-- Vorliegender Text --
--------
Im Streit um die richtige politische Reaktion auf die Flüchtlingskrise wird wohl derzeit keine Sau so unbarmherzig durchs europäische Dorf getrieben wie der ‚Realismus‘. Jeder reklamiert das Prädikat für sich, und jeder ist ‚realistischer‘ als der andere. Und dies gilt anscheinend für das ganze politische Spektrum. ‚Realistisch‘ nennt sich die ‚politische Mitte‘, die das Recht aller Menschen, Asyl zu suchen, im Prinzip anerkennt, jedoch mit Blick auf die realen Gegebenheiten meint, dass bei der Implementierung dieses Rechts Kompromisse unausweichlich sind. ‚Realistisch‘ wähnt sich die politische Rechte in ihrer Kennzeichnung der Gefahr, die von den Migranten ausgehe. So hält sich der ungarische Ministerpräsident Viktor Orbán für den einzig ‚realistischen‘ Beschützer des europäischen Abendlandes, weil er die Flüchtlinge – als potenzielle Terroristen von morgen – an der ungarischen Grenze abgeschmettert hat. Und auch in der bayerischen CSU finden sich Stimmen, die sein Zaunbauprojekt als ‚einzig realistischen Weg‘ aus der Flüchtlingskrise bezeichnen. Aus linker Perspektive wiederum erscheint es klar, dass die ‚Festung Europa‘ in der Flüchtlingskrise lediglich von der Realität eingeholt werde, weil es ihr unmöglich weiterhin gelingen könne, sich vom Elend der globalisierten Welt abzuschotten. Selbst die radikale Linke, die stets ‚no borders‘ propagierte, gibt sich auf diese Weise selbst das Prädikat ‚realistisch‘.
--------
-- Rohdaten --
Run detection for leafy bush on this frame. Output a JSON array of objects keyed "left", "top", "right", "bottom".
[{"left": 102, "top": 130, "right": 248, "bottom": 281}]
--------
-- Die Aufgaben --
[1] Als was sieht sich Viktor Orbán laut dem Text über den Realismus-Streit in der Flüchtlingskrise?
[2] Setze den Text über den Realismus-Streit in der Flüchtlingskrise nach seinem letzten Satz fort.
Das Material stammt aus einer anderen Quelle als der Text.

-- Antworten im Einzelnen --
[1] Als den einzig ‚realistischen‘ Beschützer des europäischen Abendlandes.

[2]
Furcht ums Abendland von seinem rechten Rande her – Karl Brjullov: „Geiserich fällt in Rom ein“ (1835), Quelle: wikiart.org
Realismus und „humanitärer Imperativ“
In diesem Kampf, in dem das Prädikat ‚realistisch‘ die höchste Beute darstellt, ließ vor allem Angela Merkels Fernsehgespräch mit Anne Will (am 28. Februar) aufhorchen. Merkel sprach darin vom „humanitären Imperativ“ – im Hinblick auf ihre Entscheidung im September 2015, die in Ungarn aufgelaufenen Flüchtlinge aufzunehmen. Offensichtlich sind in dieser Formulierung zwei Ausdrücke verdichtet: Zum einen das ‚Humanitäre‘ als ein Prinzip des Handelns, das menschliche Not lindern will. Zum anderen aber klingt Kants ‚kategorischer Imperativ‘ an, also das Reflexionsprinzip, gemäß dem der Mensch seinem Handeln eine Maxime zugrunde legen soll, die verallgemeinerbar ist und Gesetz werden kann. Diese Fähigkeit ist für Kant etwas Transzendentales, das den Menschen als Vernunftwesen ausmacht.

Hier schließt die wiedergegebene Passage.